> **Exercise A**:
Return each line of the entries that contains the string "rough", matching case exactly.

> **Study text**:
· · · ·

Both Riddiough and Fannon appear to have been influenced by my comments that in choosing the remedy of buyout rather than liquidation I assumed that the company would continue to operate for the benefit of its other shareholders. See Findings of Fact and Conclusions of Law Part 2: Remedy at 5 (Docket Item 116). They seemed to think that statement was an additional reason to discount net asset value. But my comment on the choice of remedy does not affect Maine law as to how fair value is determined, and of course it was and is open to the company management to choose liquidation if in the best interests of the shareholders.
The Maine Law Court's counsel against too heavy a reliance on net asset value was in a case where the appraiser had actually used book value and had no appraisals. In re Valuation of Common Stock of Libby, McNeill Libby, 406 A.2d 54, 61 (Me. 1979). The Court reiterated that "[t]he relative weight to be given to those three elements depends much upon the facts of the individual case, including the relative confidence that the weighting tribunal has in the accuracy of those three subsidiary determinations themselves." Id. at 67.
The $3.25 minority trade three days before the valuation date, see Riddiough Expert Report Ex. 3 (citing NASDAQ.com), yields a market value of $10,020,533, which, corrected solely for the 25% minority discount, is $13,360,711. Even a block sale to the company, when Lehman Brothers could find no purchaser a week after the valuation date (a sale that all parties seem to agree was at a discount ($2.50)), yields a total of $7,708,103. See Special Meeting of the Board of Directors of First Hartford Corporation (Sept. 22, 2005) (Pl. Ex. 35E) (describing Lehman Brothers concern that "due to the lack of shares traded and the large block they held, Lehman would only get about $2.00 a share" selling on the market, and thus Lehman Brothers solicited an FHC buy-back of the stock). Correcting solely for the minority discount and not for the lack of a market, the adjusted number there is $10,277,470.
Fannon recognized that the company states that it has the "ultimate goal of selling [its] properties when profitable opportunities arise," Fannon Expert Report at 6, and that there is no expectation of profitability except when it occasionally makes such sales, id. at 22.

· · · ·

> **Provided information**:
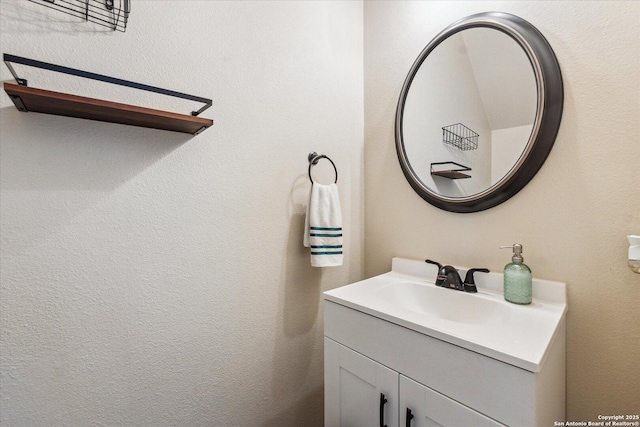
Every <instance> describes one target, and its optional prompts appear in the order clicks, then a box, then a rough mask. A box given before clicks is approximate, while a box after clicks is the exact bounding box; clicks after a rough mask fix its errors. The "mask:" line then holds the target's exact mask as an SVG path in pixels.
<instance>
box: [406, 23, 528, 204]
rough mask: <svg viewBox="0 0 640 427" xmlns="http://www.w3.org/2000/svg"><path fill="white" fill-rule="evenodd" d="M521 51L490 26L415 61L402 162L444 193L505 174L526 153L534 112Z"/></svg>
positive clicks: (513, 165)
mask: <svg viewBox="0 0 640 427" xmlns="http://www.w3.org/2000/svg"><path fill="white" fill-rule="evenodd" d="M537 94H538V89H537V86H536V76H535V74H534V71H533V68H532V65H531V63H530V62H529V58H528V56H527V54H526V53H525V52H524V50H523V49H522V47H521V46H520V45H519V44H518V43H517V42H516V41H515V40H514V39H513V38H512V37H510V36H509V35H507V34H505V33H503V32H502V31H500V30H497V29H494V28H483V27H478V28H469V29H466V30H464V31H460V32H457V33H455V34H453V35H451V36H450V37H448V38H446V39H445V40H444V41H442V42H441V43H440V44H439V45H438V46H437V47H436V48H435V49H434V50H433V51H431V53H430V54H429V55H428V57H427V58H426V59H425V60H424V62H423V63H422V64H421V65H420V67H419V69H418V71H417V72H416V74H415V77H414V78H413V81H412V82H411V86H410V88H409V90H408V92H407V96H406V102H405V107H404V116H403V121H402V133H403V142H404V149H405V152H406V158H407V160H408V163H409V166H410V167H411V169H412V170H413V172H414V174H415V175H416V177H417V178H418V179H419V180H420V181H421V182H422V184H423V185H424V186H425V187H427V188H428V189H430V190H431V191H433V192H435V193H438V194H441V195H443V196H446V197H452V198H456V197H468V196H472V195H474V194H478V193H481V192H484V191H486V190H487V189H488V188H490V187H492V186H494V185H496V184H497V183H499V182H500V181H501V180H502V179H504V178H505V177H506V176H507V175H508V174H509V172H510V171H511V170H512V169H513V168H514V167H515V165H517V164H518V162H519V159H520V157H521V156H523V155H525V154H526V149H527V145H528V144H529V143H530V140H531V134H532V129H533V126H534V122H535V120H536V114H537V104H538V99H537Z"/></svg>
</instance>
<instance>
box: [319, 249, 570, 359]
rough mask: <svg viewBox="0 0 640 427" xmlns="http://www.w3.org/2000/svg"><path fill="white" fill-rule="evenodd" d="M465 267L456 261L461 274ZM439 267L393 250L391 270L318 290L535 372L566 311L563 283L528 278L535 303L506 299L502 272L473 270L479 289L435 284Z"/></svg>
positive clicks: (334, 296)
mask: <svg viewBox="0 0 640 427" xmlns="http://www.w3.org/2000/svg"><path fill="white" fill-rule="evenodd" d="M465 272H466V269H464V268H460V269H459V273H460V274H461V275H462V277H464V273H465ZM436 273H437V268H435V267H434V266H432V265H430V264H425V263H424V262H421V261H415V260H407V259H403V258H394V259H393V262H392V269H391V271H390V272H388V273H385V274H381V275H379V276H375V277H371V278H369V279H366V280H361V281H359V282H356V283H352V284H350V285H347V286H343V287H340V288H336V289H333V290H330V291H327V292H325V293H324V299H325V300H326V301H329V302H331V303H336V304H340V305H343V306H346V307H349V308H352V309H354V310H358V311H360V312H362V313H365V314H369V315H371V316H374V317H377V318H379V319H382V320H385V321H388V322H391V323H394V324H396V325H400V326H403V327H405V328H408V329H410V330H413V331H416V332H419V333H421V334H424V335H428V336H430V337H433V338H437V339H439V340H442V341H445V342H448V343H451V344H455V345H457V346H460V347H463V348H466V349H468V350H471V351H474V352H476V353H480V354H483V355H485V356H489V357H491V358H494V359H497V360H500V361H502V362H506V363H509V364H512V365H514V366H518V367H520V368H523V369H526V370H529V371H531V372H538V371H539V369H540V366H541V365H542V363H543V362H544V360H545V358H546V357H547V352H548V348H549V345H550V343H551V342H552V340H553V338H554V336H555V335H556V333H557V331H558V330H559V328H561V327H562V326H561V325H564V319H565V314H566V311H567V296H566V284H564V283H560V282H552V281H549V280H540V279H536V278H534V279H533V303H532V304H530V305H518V304H511V303H509V302H507V301H505V299H504V297H503V294H502V287H503V285H502V281H503V277H502V274H498V273H483V274H481V275H476V285H477V287H478V292H477V293H465V292H462V291H457V290H453V289H446V288H441V287H437V286H436V285H435V280H436Z"/></svg>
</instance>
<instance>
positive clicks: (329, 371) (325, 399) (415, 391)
mask: <svg viewBox="0 0 640 427" xmlns="http://www.w3.org/2000/svg"><path fill="white" fill-rule="evenodd" d="M324 345H325V426H386V427H397V426H403V427H437V426H474V427H483V426H487V427H489V426H501V425H503V424H500V423H498V422H496V421H494V420H492V419H490V418H487V417H485V416H483V415H482V414H480V413H478V412H476V411H474V410H472V409H470V408H468V407H466V406H464V405H462V404H460V403H458V402H456V401H455V400H452V399H449V398H448V397H446V396H443V395H442V394H440V393H438V392H436V391H434V390H432V389H430V388H429V387H426V386H424V385H422V384H420V383H417V382H416V381H413V380H411V379H410V378H407V377H405V376H403V375H400V374H399V373H398V372H395V371H393V370H391V369H389V368H387V367H386V366H383V365H381V364H379V363H377V362H376V361H374V360H372V359H369V358H368V357H365V356H363V355H361V354H359V353H357V352H355V351H353V350H351V349H349V348H347V347H345V346H343V345H341V344H338V343H337V342H335V341H333V340H331V339H329V338H325V341H324Z"/></svg>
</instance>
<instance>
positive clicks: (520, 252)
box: [500, 243, 533, 304]
mask: <svg viewBox="0 0 640 427" xmlns="http://www.w3.org/2000/svg"><path fill="white" fill-rule="evenodd" d="M505 248H513V258H511V260H512V261H513V262H511V263H509V264H507V265H505V266H504V299H506V300H507V301H509V302H512V303H515V304H531V299H532V296H533V278H532V275H531V269H530V268H529V267H527V265H526V264H525V263H524V262H523V261H524V258H522V245H521V244H520V243H514V244H513V245H511V246H500V249H505Z"/></svg>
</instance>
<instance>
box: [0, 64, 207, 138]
mask: <svg viewBox="0 0 640 427" xmlns="http://www.w3.org/2000/svg"><path fill="white" fill-rule="evenodd" d="M3 60H4V63H5V64H6V65H7V68H9V71H11V74H12V75H13V77H14V78H15V79H16V82H17V83H18V84H13V83H7V82H5V83H4V90H5V92H7V94H8V95H9V97H10V98H11V100H12V101H13V103H14V105H15V106H16V108H17V109H18V110H20V111H24V112H26V111H35V112H38V113H46V114H55V115H58V116H68V117H78V118H81V119H90V120H99V121H103V122H110V123H120V124H125V125H132V126H142V127H148V128H154V129H163V130H170V131H174V132H184V133H190V134H193V135H197V134H199V133H200V132H202V131H203V130H205V129H207V128H208V127H210V126H212V125H213V120H211V119H204V118H201V117H198V114H200V113H201V112H203V111H204V110H206V109H207V108H209V107H210V106H211V104H212V101H211V99H208V98H202V97H200V96H195V95H189V94H186V93H181V92H176V91H173V90H167V89H162V88H159V87H154V86H149V85H145V84H141V83H135V82H131V81H128V80H122V79H117V78H114V77H109V76H105V75H102V74H96V73H91V72H88V71H83V70H78V69H75V68H69V67H63V66H60V65H56V64H50V63H47V62H42V61H37V60H34V59H29V58H23V57H20V56H15V55H10V54H7V53H5V54H3ZM12 63H16V64H22V65H27V66H30V67H36V68H41V69H44V70H49V71H54V72H58V73H64V74H69V75H72V76H78V77H83V78H87V79H91V80H97V81H102V82H106V83H112V84H116V85H120V86H126V87H130V88H134V89H140V90H145V91H149V92H155V93H160V94H163V95H167V96H172V97H176V98H182V99H188V100H190V101H196V102H203V103H204V106H203V107H202V108H200V109H199V110H198V111H193V112H191V115H187V114H178V113H170V112H168V111H161V110H154V109H151V108H144V107H137V106H135V105H128V104H120V103H118V102H111V101H104V100H100V99H94V98H86V97H83V96H77V95H70V94H67V93H61V92H53V91H49V90H43V89H36V88H32V87H28V86H27V80H26V79H22V78H20V77H18V76H17V74H16V72H15V70H14V69H13V67H12V65H11V64H12Z"/></svg>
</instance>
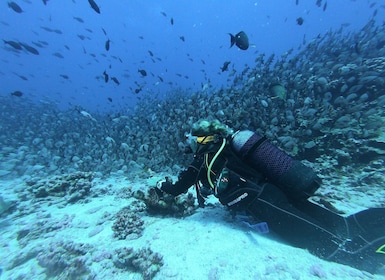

· · · ·

> **Exercise B**:
List every dollar amount that appears in the valuation text, in the order they occur.

> **Exercise output A**:
Every <instance> describes one target, and its optional prompts appear in the order clicks, then a box, then a rough mask. A box given before clicks is approximate, while a box after clicks is the exact bounding box; clicks after a rough mask fix its errors. The "mask:" line then holds the target's exact mask as an SVG path in pixels.
rough mask: <svg viewBox="0 0 640 427" xmlns="http://www.w3.org/2000/svg"><path fill="white" fill-rule="evenodd" d="M521 51L490 26L415 61L402 162L444 193L505 174L526 153L534 112Z"/></svg>
rough mask: <svg viewBox="0 0 640 427" xmlns="http://www.w3.org/2000/svg"><path fill="white" fill-rule="evenodd" d="M465 267L456 261L461 274ZM439 267L393 250L391 270L318 290L535 372L566 311L563 283L528 278L535 303L506 299L502 272L473 270L479 289L435 284Z"/></svg>

> **Exercise output B**:
$3.25
$10,020,533
$13,360,711
$2.50
$7,708,103
$2.00
$10,277,470